(Exercise inputs begins)

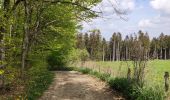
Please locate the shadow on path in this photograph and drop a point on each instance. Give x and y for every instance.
(72, 85)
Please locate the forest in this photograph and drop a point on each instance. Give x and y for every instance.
(120, 49)
(45, 56)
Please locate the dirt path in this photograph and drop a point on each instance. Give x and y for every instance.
(71, 85)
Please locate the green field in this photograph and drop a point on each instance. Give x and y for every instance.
(154, 72)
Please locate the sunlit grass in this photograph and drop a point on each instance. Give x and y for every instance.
(154, 72)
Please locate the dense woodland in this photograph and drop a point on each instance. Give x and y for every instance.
(33, 32)
(119, 49)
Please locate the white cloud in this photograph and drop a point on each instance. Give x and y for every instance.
(145, 23)
(107, 6)
(161, 5)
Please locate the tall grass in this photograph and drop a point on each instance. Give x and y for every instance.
(153, 88)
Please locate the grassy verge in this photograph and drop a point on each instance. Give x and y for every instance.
(39, 79)
(129, 89)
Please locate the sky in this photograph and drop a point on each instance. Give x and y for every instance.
(151, 16)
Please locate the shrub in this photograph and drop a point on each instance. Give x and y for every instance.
(85, 70)
(56, 61)
(39, 80)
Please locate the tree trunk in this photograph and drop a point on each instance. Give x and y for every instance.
(114, 51)
(103, 54)
(25, 37)
(161, 53)
(118, 52)
(126, 53)
(165, 54)
(169, 53)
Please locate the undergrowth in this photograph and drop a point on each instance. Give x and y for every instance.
(38, 81)
(129, 89)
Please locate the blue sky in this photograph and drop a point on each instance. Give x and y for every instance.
(152, 16)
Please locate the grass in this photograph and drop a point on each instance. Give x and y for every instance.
(39, 79)
(154, 78)
(154, 71)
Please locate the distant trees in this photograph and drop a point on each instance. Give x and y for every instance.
(118, 49)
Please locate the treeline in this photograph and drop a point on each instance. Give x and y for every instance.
(118, 49)
(36, 35)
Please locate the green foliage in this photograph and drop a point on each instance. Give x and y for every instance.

(Exercise inputs ends)

Brief:
Give back each entry exactly as it appears. Leave pictures out.

Exercise answer:
Please locate the shadow on path in this photograph and drop a point on each instance. Give x and y for every instance.
(72, 85)
Please locate the forest in this photograph and drop a point on each instance. Give x and y for every instance.
(120, 49)
(45, 56)
Please locate the dirt path in this photograph and drop a point on each instance. Give x and y for every instance.
(71, 85)
Please locate the green field in this photograph and drop a point on each instance. Give x and y for every instance.
(154, 72)
Please locate the sunlit grass in this photograph and drop a point on each instance. Give x and y for every instance.
(154, 72)
Please locate the dense woodland in this photograph and drop a point on each instance. Give x and y for every instance.
(33, 32)
(119, 49)
Please locate the white cloud in this photograph and drop a point on each instance. Give x and y for every instance.
(145, 23)
(107, 6)
(161, 5)
Please locate the tall grass in this photograph and drop a point on each instance. Give x and y for every instance.
(153, 88)
Please locate the grassy verge in this photograph and drop a point on each instance. Give x and y for every instance.
(39, 79)
(129, 89)
Please locate the sky in this photograph and drop a point on each instance. Give x and y for every instance.
(151, 16)
Please locate the shrub in this photograph and drop a point on each instance. Give x and y for every instance.
(85, 70)
(56, 61)
(39, 80)
Please locate the tree trunk in this photograph and drop a point on each instance. Give x and y for every instance.
(114, 51)
(103, 54)
(25, 37)
(161, 53)
(118, 52)
(126, 53)
(165, 54)
(169, 53)
Please locate the undergrowth in this photograph and drop a point on each instance. Give x and y for every instance.
(38, 81)
(129, 89)
Please locate the blue sky in this photograph and drop a point on each instance. Give x and y for every instance.
(152, 16)
Please locate the grass in this photograph and drop a point on each instance. Give x and y for every instance.
(39, 79)
(154, 78)
(154, 71)
Please locate the distant trees in this photograph and drop a point on each instance. Give x and y for every instance.
(118, 49)
Please locate the treeline in this photograph and drop a point on each instance. Give x and y for every instance.
(118, 49)
(36, 35)
Please locate the green foliage in this photograph and drop a point on each instance. Give x and y for every instance.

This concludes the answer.